# Problem requirements:
Please render all the items below as a two-column CSV with the header columns "query" and "points," one row per item. Put the item's text in the first field and its answer in the second, quote each field, and turn line breaks into spaces.

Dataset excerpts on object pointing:
►

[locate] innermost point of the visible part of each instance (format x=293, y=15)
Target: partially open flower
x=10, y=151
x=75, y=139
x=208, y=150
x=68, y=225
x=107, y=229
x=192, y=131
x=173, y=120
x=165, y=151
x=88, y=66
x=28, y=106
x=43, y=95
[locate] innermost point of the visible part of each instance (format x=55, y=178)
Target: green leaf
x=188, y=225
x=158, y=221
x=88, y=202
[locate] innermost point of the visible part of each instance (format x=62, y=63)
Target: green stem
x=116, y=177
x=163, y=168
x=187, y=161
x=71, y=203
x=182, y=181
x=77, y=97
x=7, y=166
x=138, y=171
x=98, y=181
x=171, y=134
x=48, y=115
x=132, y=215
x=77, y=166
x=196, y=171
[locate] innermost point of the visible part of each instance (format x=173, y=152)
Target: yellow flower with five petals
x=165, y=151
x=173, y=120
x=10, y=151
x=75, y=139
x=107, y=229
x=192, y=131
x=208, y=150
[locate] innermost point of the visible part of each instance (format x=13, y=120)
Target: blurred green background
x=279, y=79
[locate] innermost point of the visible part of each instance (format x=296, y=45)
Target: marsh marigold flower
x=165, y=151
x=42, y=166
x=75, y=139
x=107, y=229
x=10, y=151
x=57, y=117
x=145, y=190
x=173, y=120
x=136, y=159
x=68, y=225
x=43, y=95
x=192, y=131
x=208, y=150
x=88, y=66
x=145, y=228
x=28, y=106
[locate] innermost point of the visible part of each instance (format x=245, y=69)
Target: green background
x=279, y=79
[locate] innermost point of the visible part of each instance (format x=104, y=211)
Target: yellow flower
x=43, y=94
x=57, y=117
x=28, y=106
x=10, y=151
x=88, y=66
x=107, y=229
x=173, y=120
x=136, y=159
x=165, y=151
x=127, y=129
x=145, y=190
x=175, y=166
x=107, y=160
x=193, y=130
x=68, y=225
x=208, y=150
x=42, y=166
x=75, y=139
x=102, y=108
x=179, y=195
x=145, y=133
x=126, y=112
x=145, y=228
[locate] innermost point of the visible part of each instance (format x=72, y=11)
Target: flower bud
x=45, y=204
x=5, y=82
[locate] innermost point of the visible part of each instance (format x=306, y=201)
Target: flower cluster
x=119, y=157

◄

# Problem solution:
query,points
"[locate] innermost point of the visible part of each instance (format x=293, y=15) Target: partially open flower","x=10, y=151 x=75, y=139 x=208, y=150 x=68, y=225 x=107, y=229 x=192, y=131 x=173, y=120 x=165, y=151 x=88, y=66 x=28, y=106 x=43, y=95"
"[locate] innermost point of the visible part of each instance (format x=55, y=178) Target: green leaf","x=188, y=225 x=158, y=221 x=88, y=202"
"[locate] innermost point of the visible part of each instance (format x=62, y=63) Target: green stem","x=116, y=177 x=163, y=168 x=187, y=161 x=71, y=203 x=182, y=181 x=77, y=97 x=7, y=166 x=138, y=171 x=98, y=181 x=171, y=134 x=48, y=115 x=132, y=215 x=77, y=166 x=196, y=171"
"[locate] innermost point of the visible part of each instance (format x=173, y=152) Target: yellow flower with five petals","x=165, y=151 x=173, y=120 x=10, y=151 x=75, y=139 x=107, y=229 x=192, y=131 x=208, y=150"
"[locate] innermost point of the visible part of each instance (format x=13, y=120) Target: blurred green background","x=279, y=79"
"[locate] innermost point of the visible part of each instance (format x=296, y=45) Target: marsh marigold flower","x=165, y=151 x=42, y=166 x=75, y=139 x=107, y=229 x=10, y=151 x=57, y=117 x=145, y=190 x=173, y=120 x=136, y=159 x=68, y=225 x=43, y=95 x=192, y=131 x=208, y=150 x=88, y=66 x=145, y=228 x=28, y=106"
"[locate] innermost point of the visible part of each instance (format x=245, y=69) Target: green background","x=279, y=79"
"[locate] innermost point of the visible part of each instance (format x=104, y=211) Target: yellow flower","x=43, y=94 x=57, y=117 x=28, y=106 x=10, y=151 x=88, y=66 x=107, y=229 x=173, y=120 x=136, y=159 x=165, y=151 x=127, y=129 x=145, y=190 x=175, y=166 x=107, y=160 x=193, y=130 x=68, y=225 x=208, y=150 x=42, y=166 x=75, y=139 x=102, y=108 x=179, y=195 x=145, y=133 x=126, y=112 x=145, y=228"
"[locate] innermost point of the visible part of each instance (format x=72, y=11) Target: flower bud","x=45, y=204 x=5, y=82"
"[locate] innermost point of the visible part of each instance (format x=306, y=201) Target: flower cluster","x=119, y=157"